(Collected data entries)

____________________

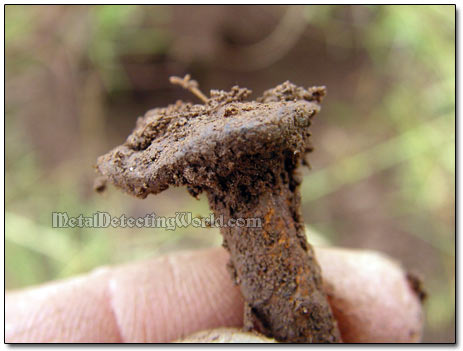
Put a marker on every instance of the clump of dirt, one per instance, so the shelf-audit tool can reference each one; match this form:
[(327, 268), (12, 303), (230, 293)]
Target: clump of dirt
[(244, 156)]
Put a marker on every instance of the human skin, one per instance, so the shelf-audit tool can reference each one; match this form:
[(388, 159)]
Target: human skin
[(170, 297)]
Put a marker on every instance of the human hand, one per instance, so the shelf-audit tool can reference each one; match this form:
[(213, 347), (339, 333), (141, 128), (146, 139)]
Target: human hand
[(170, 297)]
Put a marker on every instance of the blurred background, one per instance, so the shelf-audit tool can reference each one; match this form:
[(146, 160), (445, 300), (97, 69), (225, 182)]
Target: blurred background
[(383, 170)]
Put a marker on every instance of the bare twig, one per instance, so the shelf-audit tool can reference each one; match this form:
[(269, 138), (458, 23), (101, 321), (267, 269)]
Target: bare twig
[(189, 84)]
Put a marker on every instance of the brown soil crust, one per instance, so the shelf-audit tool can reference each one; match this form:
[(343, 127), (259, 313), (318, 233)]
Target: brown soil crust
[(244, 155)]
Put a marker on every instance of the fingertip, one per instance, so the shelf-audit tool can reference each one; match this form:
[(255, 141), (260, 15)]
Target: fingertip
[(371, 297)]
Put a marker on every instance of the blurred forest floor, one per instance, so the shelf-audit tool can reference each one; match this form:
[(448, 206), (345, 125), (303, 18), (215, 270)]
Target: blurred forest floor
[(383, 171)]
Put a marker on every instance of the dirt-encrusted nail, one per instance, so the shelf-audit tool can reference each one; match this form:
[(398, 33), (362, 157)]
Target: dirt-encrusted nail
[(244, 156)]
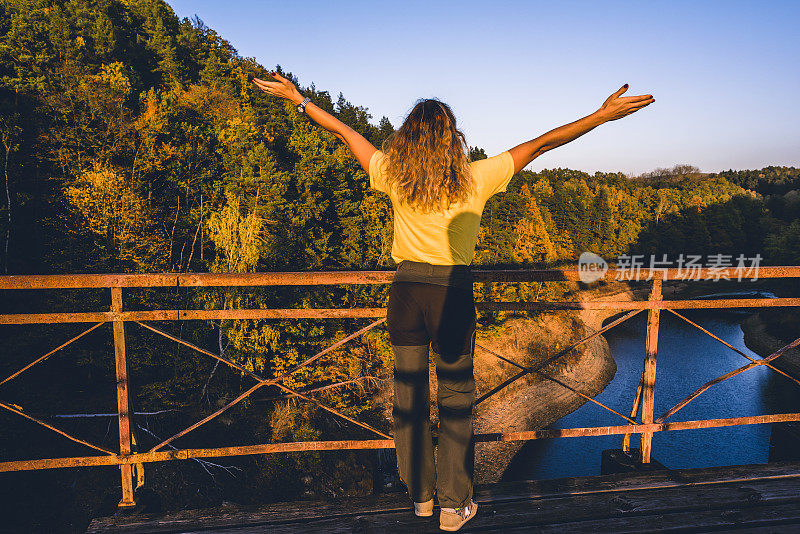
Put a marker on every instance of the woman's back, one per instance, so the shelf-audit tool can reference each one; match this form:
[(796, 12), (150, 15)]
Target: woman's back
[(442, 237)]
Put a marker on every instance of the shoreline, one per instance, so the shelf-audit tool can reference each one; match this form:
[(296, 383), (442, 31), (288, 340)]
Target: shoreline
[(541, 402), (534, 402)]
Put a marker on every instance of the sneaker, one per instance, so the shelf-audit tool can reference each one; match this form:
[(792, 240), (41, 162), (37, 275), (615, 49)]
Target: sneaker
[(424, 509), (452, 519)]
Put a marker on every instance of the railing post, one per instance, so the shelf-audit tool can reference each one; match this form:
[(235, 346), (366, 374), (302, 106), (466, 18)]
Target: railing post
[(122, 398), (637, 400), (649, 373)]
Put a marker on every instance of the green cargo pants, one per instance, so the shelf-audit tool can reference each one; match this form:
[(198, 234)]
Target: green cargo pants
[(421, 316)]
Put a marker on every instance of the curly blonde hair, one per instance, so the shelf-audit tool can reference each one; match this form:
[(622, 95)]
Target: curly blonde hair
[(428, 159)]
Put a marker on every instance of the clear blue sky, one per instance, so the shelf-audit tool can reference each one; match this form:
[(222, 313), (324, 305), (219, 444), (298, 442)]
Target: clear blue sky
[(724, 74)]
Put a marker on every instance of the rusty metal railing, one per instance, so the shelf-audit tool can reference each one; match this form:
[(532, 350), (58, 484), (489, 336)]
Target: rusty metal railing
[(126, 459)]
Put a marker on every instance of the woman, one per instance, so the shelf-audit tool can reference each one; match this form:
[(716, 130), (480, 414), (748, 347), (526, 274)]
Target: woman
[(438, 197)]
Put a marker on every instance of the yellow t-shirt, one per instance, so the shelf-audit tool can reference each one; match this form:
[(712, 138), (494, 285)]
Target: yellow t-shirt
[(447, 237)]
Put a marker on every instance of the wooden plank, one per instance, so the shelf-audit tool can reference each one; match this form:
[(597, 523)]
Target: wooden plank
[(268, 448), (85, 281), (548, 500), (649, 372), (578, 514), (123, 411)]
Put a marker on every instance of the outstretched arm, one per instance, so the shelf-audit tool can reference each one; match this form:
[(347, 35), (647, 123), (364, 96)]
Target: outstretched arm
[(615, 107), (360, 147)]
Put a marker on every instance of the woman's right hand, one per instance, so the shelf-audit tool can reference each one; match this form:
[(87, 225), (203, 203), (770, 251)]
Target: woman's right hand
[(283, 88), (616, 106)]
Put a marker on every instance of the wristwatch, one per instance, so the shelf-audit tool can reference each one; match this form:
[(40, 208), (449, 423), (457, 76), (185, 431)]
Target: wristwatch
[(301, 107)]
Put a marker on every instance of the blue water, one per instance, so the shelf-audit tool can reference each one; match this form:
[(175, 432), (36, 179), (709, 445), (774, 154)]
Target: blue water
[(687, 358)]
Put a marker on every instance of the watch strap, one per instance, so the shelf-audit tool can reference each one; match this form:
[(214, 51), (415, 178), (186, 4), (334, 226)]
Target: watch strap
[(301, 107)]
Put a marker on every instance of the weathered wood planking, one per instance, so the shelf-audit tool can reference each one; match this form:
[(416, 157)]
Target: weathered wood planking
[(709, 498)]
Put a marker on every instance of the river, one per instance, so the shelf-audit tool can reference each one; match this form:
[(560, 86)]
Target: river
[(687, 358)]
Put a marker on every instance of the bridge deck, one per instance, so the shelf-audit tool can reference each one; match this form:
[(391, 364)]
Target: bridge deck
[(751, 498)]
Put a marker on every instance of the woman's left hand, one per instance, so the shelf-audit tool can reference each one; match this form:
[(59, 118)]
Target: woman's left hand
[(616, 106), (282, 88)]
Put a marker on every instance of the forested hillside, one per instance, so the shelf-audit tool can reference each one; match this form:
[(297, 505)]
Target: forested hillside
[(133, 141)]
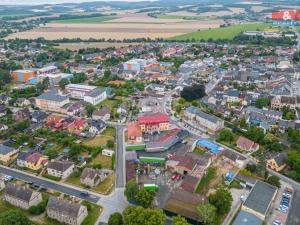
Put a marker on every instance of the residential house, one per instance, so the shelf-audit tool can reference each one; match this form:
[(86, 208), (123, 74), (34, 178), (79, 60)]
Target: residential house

____________________

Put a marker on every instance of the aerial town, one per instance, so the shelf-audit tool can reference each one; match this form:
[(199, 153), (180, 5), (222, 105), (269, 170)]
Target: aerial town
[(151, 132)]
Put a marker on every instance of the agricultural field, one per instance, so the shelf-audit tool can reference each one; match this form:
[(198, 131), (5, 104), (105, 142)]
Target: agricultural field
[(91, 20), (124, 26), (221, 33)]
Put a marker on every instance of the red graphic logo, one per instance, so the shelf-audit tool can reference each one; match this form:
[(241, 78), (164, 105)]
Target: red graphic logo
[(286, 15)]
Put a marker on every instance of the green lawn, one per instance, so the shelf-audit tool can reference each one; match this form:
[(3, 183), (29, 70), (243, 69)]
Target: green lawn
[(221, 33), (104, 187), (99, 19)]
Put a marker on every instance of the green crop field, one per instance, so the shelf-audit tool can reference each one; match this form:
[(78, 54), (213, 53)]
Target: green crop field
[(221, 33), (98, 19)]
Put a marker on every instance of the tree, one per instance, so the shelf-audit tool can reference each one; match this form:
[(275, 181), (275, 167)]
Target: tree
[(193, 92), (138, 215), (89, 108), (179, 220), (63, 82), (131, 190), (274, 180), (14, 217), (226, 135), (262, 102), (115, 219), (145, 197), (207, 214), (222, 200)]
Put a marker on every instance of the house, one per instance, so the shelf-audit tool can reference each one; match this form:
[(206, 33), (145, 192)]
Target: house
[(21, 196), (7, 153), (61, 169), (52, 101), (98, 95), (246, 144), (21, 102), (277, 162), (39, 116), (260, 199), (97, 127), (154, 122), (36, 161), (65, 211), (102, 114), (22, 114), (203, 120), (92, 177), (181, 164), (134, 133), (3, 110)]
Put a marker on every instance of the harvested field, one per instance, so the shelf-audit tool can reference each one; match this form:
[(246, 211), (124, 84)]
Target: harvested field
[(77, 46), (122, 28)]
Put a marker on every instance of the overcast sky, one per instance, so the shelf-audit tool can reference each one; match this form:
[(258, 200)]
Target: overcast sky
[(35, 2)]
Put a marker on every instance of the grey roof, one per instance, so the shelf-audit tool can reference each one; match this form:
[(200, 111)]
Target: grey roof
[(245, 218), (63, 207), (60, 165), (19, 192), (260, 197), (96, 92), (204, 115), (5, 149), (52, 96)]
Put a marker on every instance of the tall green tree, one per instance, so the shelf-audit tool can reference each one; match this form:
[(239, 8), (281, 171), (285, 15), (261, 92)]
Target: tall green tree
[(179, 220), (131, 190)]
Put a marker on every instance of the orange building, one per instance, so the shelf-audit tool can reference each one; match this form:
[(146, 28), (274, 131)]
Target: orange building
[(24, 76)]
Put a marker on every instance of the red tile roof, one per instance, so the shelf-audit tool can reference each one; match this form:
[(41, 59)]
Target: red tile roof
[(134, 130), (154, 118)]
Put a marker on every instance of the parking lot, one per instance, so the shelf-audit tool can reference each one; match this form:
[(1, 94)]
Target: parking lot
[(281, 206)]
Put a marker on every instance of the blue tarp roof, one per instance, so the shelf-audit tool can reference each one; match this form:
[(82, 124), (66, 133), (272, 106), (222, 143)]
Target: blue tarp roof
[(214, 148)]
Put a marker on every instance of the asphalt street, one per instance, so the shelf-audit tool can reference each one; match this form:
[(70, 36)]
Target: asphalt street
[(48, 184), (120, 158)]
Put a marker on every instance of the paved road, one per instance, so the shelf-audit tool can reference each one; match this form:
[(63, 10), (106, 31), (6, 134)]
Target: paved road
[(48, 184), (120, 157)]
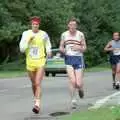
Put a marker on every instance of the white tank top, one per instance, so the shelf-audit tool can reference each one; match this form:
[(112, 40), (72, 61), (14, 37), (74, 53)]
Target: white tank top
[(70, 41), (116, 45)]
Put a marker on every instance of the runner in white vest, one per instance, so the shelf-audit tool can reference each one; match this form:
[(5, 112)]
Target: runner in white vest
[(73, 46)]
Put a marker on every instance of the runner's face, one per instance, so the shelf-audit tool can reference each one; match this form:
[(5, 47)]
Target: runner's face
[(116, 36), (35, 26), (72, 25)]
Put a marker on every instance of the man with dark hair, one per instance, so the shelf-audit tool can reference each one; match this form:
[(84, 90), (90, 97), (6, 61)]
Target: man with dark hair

____________________

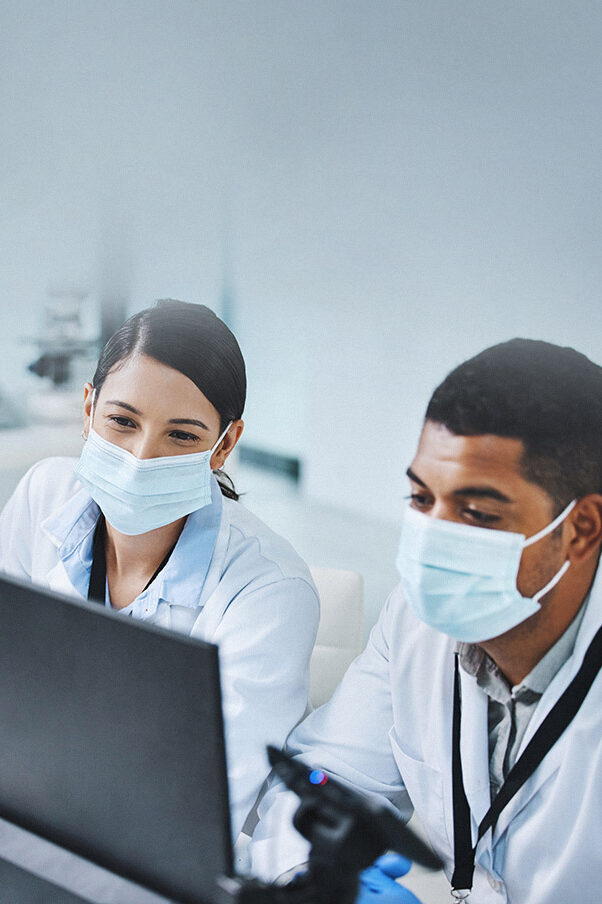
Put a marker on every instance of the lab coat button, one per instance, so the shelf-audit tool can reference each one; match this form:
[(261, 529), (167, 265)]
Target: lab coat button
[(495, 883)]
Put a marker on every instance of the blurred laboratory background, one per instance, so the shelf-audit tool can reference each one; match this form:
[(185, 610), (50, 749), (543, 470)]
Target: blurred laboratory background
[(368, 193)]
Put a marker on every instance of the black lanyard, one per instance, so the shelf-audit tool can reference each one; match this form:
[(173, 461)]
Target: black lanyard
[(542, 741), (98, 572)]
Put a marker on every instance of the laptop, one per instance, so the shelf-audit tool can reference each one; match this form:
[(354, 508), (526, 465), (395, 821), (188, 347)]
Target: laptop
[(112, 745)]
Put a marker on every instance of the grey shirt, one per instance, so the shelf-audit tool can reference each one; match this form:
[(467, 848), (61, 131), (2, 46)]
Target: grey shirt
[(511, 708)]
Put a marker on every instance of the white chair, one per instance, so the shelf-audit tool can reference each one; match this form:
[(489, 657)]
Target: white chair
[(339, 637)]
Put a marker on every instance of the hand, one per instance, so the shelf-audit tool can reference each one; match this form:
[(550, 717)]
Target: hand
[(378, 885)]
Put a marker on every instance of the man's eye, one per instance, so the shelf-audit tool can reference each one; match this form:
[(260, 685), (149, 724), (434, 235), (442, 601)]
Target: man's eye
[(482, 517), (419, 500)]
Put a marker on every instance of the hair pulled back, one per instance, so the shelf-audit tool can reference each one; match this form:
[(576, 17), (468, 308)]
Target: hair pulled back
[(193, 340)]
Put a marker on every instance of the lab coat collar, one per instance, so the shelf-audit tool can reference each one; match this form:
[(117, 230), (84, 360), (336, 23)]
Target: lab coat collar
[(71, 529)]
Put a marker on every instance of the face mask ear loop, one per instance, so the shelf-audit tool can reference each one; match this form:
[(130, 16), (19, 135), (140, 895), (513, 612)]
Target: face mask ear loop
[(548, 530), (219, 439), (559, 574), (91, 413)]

____________________

• _THE PROBLEM_
Please copy the records verbatim, from the line containing "Put a marker on every instance of the clump" up to and including the line containing "[(383, 171)]".

• _RIGHT ANSWER_
Put a marker on every instance of the clump of dirt, one per instance, so the shelf-audit tool can reference each one; match this form:
[(327, 268), (12, 303), (230, 293)]
Target: clump of dirt
[(244, 156)]
Put a marker on every instance of the human skin, one per instance, so the shelf-audit tool can reference each one; match this form:
[(388, 159)]
Target: human skin
[(170, 297)]
Put a marker on every instance of the human hand, one per instance, so the shelf-audit tool can reference each one; match this form:
[(213, 347), (339, 333), (141, 128), (146, 139)]
Target: human hand
[(170, 297)]
Put a marker on every instance of the blurred background, one per instance, so the shelf-audit tool can reference each one; match this form:
[(146, 160), (445, 300), (97, 69), (225, 182)]
Target: blurred background
[(383, 170)]
Put a marker on every instance of the bare twig, one per instance, so the shelf-audit tool can reference each one; match this form:
[(269, 138), (458, 23), (101, 321), (267, 269)]
Target: bare twig
[(189, 84)]
Put a marker on every instance of the brown soil crust, one per instance, so the shelf-audit tool can reference each one; match this form:
[(343, 127), (259, 313), (318, 233)]
Target: brown soil crust
[(244, 155)]
Put a marker on every instance of the fingertip, one per instance, so the shelf-audit tool can reference each one; match this form:
[(255, 141), (260, 15)]
Target: fingertip
[(371, 297)]
Put a marker on every instance of the blurred forest floor, one per instance, so the shelf-audit tool can reference each one; match this form:
[(448, 206), (345, 125), (303, 18), (215, 270)]
Target: blurred forest floor
[(383, 171)]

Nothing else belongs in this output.